--- BEGIN Page ---

The examination of cemeteries regarding GIS and cartography purposes is a relatively new field of study. Although there have been some initial projects on applying GIS processes and workflows in modern cemetery research works, where the cultural, historic, or traditional attributions of cemeteries were examined with digital mapping techniques [
11,
12,
13], most of the studies focus on establishing the fundamental outlines of digital cemetery GIS systems [
14,
15]. According to the scientific literature, no complete mapping methodologies have been presented yet for smaller communities that help them fit governmental regulations or just manage land use with cadastral tools. However, the current legal modifications in Hungary set various standards for estate owners (mainly municipalities or various religious denominations) that force them to make a detailed, large-scale map and a complex spatial database of every cemetery, which should be capable of aiding further planning and editing the cadastral system of each graveyard and the corresponding infrastructure.

--- END Page ---
--- BEGIN Raw data ---

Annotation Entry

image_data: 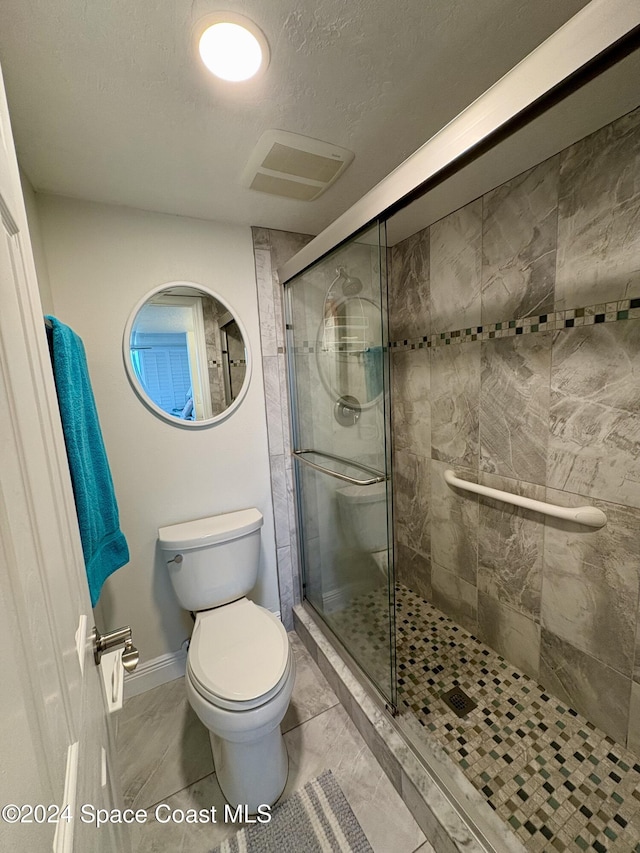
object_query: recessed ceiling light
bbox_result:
[198,12,269,82]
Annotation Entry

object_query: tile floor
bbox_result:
[332,584,640,853]
[118,634,435,853]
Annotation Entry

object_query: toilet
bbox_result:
[158,509,295,814]
[336,482,389,576]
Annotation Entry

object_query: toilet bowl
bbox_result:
[158,509,295,813]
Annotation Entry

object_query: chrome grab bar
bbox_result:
[291,450,387,486]
[444,469,607,527]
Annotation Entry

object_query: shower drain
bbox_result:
[440,687,477,717]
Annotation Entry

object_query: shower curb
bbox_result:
[293,605,526,853]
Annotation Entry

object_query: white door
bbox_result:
[0,61,130,853]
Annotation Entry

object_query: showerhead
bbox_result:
[331,267,362,296]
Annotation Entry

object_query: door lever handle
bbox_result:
[91,625,140,672]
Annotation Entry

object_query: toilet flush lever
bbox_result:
[91,625,140,672]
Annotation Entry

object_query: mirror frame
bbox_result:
[122,281,252,429]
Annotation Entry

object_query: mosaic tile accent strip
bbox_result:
[391,298,640,349]
[332,584,640,853]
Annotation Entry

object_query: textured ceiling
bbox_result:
[0,0,587,233]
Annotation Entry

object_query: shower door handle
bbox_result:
[291,450,388,486]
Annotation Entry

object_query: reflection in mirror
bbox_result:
[316,267,383,406]
[124,284,249,426]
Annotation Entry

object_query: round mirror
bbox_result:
[122,281,251,427]
[316,293,384,409]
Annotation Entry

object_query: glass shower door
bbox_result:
[285,224,395,705]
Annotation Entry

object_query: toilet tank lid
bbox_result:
[158,507,264,551]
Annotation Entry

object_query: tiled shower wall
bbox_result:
[251,228,312,631]
[389,109,640,753]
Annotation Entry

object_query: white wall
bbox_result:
[36,195,279,661]
[20,170,53,314]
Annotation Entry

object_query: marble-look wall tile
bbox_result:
[394,542,431,601]
[547,319,640,507]
[389,228,431,340]
[478,592,540,679]
[262,356,284,456]
[627,681,640,755]
[430,199,482,334]
[633,602,640,684]
[269,228,313,273]
[391,349,431,456]
[431,460,478,586]
[542,489,640,677]
[431,341,480,468]
[556,103,640,311]
[482,156,559,325]
[478,474,546,620]
[480,332,552,485]
[276,545,297,631]
[540,628,631,743]
[431,563,478,635]
[393,451,431,557]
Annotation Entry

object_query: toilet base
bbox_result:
[209,725,289,814]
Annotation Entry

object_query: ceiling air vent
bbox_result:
[241,130,354,201]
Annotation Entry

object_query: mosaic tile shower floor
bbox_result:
[331,584,640,853]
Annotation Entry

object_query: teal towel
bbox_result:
[46,317,129,607]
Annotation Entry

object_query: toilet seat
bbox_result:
[187,598,291,711]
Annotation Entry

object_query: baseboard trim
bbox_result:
[124,649,187,699]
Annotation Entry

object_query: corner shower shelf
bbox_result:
[444,469,607,527]
[291,450,388,486]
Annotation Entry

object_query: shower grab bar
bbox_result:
[291,450,387,486]
[444,469,607,527]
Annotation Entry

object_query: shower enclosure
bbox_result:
[285,224,396,705]
[284,5,640,853]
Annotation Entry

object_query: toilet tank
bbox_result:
[158,509,263,611]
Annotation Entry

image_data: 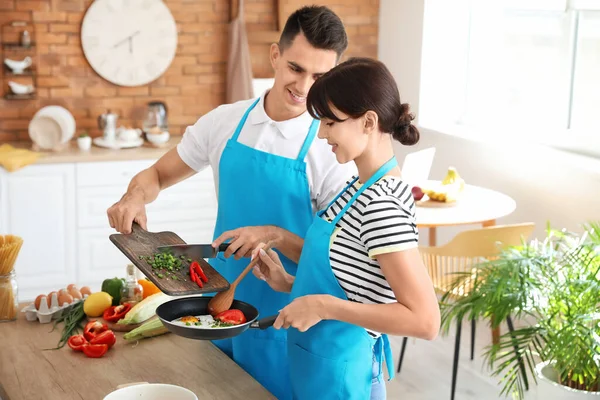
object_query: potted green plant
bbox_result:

--- END Raw data ---

What the task asks:
In the passage on cemetery mapping, who are the estate owners mainly?

The result:
Municipalities or various religious denominations.